Task requirements: List every kind of animal that the passage about Gauguin's "Where Do We Come From? What Are We? Where Are We Going?" names among the painting's figures.

Hung to the right of it is the MFA’s own iconic Gauguin, “Where Do We Come From? What Are We? Where Are We Going?” from 1898.
“Which is arguably Gauguin’s greatest masterpiece as well,” Beeny says. “And like the Cézanne it is conceived as a last great painting.”
“What,” Beeny asks, “does that tell us about what they hoped would come next?”
Gauguin’s 12-foot-wide panorama is a sensual dreamscape of nearly nude Tahitian women in a warm, idealized tropical landscape. The artist intended it, at least in part, to be an allegory of the stages of life—infant at the right to old woman at left. But it doesn’t resolve as simply as that. The careful groupings of figures and cats, goat, birds and dog, plus a blue figurative statue, suggest both actual observation of people and myth making. It’s psychically and sexually charged, tapping into what Gauguin called “the mysterious centers of thought.”

Data section:
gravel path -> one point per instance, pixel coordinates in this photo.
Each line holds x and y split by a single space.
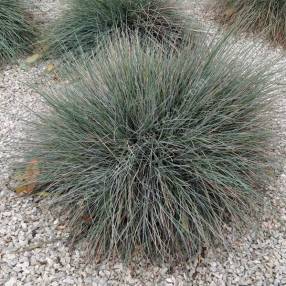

Final result: cats, goat, birds, dog